(Collection entries)
— Start —

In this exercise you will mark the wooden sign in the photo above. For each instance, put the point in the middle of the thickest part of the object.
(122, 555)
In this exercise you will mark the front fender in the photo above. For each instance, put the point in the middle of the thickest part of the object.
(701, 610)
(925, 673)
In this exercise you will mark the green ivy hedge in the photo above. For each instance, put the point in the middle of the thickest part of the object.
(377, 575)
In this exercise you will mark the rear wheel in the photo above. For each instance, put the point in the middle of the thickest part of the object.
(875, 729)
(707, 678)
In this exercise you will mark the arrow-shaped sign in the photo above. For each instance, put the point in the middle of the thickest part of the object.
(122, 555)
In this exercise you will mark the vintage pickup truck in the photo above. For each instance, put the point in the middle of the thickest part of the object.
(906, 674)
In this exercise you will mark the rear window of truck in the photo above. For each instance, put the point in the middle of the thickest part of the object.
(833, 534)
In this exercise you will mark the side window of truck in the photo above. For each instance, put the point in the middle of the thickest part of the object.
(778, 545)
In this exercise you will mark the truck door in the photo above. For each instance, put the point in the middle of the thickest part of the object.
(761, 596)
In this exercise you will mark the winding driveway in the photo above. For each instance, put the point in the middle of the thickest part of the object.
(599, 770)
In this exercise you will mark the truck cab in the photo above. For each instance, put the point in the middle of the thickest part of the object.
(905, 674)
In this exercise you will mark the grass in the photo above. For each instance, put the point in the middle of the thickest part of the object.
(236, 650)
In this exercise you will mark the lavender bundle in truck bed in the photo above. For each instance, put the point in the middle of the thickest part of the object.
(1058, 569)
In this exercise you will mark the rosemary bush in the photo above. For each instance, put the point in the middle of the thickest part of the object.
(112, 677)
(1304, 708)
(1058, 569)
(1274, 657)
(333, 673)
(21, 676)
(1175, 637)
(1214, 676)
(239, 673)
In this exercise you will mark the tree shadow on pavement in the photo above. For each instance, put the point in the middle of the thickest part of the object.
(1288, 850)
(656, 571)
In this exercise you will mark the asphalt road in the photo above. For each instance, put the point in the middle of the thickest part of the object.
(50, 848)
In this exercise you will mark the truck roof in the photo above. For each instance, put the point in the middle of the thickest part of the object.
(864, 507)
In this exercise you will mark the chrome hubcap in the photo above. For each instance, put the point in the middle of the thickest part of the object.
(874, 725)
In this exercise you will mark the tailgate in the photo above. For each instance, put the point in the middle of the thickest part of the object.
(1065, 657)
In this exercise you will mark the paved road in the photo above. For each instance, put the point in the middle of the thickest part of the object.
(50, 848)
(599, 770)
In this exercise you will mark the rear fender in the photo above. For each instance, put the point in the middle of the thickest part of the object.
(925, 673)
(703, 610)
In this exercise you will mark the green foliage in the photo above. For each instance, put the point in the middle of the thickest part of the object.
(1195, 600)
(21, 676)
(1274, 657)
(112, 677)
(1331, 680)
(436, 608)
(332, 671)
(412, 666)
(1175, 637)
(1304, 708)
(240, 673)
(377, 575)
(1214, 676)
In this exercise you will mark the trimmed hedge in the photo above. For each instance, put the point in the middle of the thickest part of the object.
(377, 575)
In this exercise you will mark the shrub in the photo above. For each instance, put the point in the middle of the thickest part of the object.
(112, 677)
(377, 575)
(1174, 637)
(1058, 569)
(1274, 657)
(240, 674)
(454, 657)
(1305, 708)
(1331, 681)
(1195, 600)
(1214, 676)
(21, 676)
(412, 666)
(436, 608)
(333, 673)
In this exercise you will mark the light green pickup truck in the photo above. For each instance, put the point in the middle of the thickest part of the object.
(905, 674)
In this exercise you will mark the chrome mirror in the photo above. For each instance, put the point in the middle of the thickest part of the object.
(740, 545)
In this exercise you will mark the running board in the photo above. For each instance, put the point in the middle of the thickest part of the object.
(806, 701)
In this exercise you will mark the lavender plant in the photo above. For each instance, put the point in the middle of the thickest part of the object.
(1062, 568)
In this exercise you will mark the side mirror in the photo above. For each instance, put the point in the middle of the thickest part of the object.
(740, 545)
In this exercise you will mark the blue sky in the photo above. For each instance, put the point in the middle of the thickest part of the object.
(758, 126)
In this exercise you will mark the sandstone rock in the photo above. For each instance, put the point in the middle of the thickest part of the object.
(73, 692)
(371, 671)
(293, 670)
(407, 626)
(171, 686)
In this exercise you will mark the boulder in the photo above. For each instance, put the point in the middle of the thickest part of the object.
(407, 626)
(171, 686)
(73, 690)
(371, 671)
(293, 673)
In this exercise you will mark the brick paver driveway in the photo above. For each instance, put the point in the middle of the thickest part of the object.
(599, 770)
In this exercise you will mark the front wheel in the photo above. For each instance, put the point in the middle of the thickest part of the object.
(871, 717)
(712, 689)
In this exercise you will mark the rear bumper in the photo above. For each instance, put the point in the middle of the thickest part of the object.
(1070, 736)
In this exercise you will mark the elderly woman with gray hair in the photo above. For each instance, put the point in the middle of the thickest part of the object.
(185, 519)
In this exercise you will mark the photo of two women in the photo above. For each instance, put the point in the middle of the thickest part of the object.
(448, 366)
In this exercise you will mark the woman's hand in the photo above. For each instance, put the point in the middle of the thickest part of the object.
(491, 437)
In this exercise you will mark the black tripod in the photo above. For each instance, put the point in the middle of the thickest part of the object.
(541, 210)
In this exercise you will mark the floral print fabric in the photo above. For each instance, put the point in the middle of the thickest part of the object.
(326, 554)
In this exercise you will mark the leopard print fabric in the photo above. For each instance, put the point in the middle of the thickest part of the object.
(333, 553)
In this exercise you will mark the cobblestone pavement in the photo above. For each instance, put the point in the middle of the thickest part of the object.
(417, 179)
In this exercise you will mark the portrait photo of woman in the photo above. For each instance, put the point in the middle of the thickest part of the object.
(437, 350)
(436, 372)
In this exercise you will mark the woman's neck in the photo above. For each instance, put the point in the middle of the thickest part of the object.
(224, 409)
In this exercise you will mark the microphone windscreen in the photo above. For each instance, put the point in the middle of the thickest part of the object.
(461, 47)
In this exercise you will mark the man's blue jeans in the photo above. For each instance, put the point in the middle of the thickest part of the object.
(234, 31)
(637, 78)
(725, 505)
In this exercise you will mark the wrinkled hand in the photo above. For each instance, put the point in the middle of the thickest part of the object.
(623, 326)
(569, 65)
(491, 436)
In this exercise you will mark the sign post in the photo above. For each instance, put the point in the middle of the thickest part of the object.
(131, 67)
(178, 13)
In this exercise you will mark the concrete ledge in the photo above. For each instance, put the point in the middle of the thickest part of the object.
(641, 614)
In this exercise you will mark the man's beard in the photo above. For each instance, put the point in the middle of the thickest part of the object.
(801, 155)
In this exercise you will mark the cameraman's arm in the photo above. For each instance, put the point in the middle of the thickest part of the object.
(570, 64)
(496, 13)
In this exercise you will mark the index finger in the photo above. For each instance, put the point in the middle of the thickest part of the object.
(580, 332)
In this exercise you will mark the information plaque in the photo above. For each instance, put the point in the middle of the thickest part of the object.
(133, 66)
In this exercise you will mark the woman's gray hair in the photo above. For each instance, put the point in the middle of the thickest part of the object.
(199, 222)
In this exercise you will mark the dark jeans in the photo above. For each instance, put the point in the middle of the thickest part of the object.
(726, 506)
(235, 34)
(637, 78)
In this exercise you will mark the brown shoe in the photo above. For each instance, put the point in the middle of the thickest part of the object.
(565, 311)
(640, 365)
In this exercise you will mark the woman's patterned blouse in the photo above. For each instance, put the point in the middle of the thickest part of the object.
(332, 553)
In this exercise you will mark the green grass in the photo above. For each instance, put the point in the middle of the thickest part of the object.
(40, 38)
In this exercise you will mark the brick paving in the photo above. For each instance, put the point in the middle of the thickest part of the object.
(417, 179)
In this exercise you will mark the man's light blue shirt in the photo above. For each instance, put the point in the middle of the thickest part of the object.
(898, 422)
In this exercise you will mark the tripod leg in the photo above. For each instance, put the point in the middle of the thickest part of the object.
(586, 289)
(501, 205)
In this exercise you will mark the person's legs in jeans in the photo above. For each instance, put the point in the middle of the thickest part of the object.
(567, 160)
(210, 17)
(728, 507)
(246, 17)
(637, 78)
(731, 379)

— End —

- EXERCISE: From the line that contains "In this exercise you will mark the brown" to the last line of the material above, repeat every line exactly, keeping both the first and the last.

- FINISHED TASK:
In this exercise you will mark the brown shoe in the photo above. For each instance, put the point in the middle of the thickest part of the object.
(565, 311)
(640, 365)
In this exercise you will mark the woman's patterned blouse in the photo above. For each instance, put the point in the middle of the thickest part of the object.
(332, 553)
In this exercise you will mark the green grass in the photo above. For each instance, put the point in the middle of the thickest part of the object.
(40, 38)
In this exercise you will mark the brick paving in the photo above. For each instance, put the point in the middle of the thickest part of the object.
(417, 179)
In this exercise you will mark the man's light blue shirt in the photo above. For each instance, put the point in the middle of the thickest part of the object.
(898, 422)
In this exercise you will mark the tripod leg in the photo above. For each instance, put the point in the middle of the thickest part of the object.
(586, 289)
(501, 205)
In this exercise you will mark the person's legs in jeans in the photo above. For each instance, put the point in the middle of the thickest part of the object.
(567, 160)
(210, 17)
(728, 507)
(246, 17)
(637, 78)
(731, 379)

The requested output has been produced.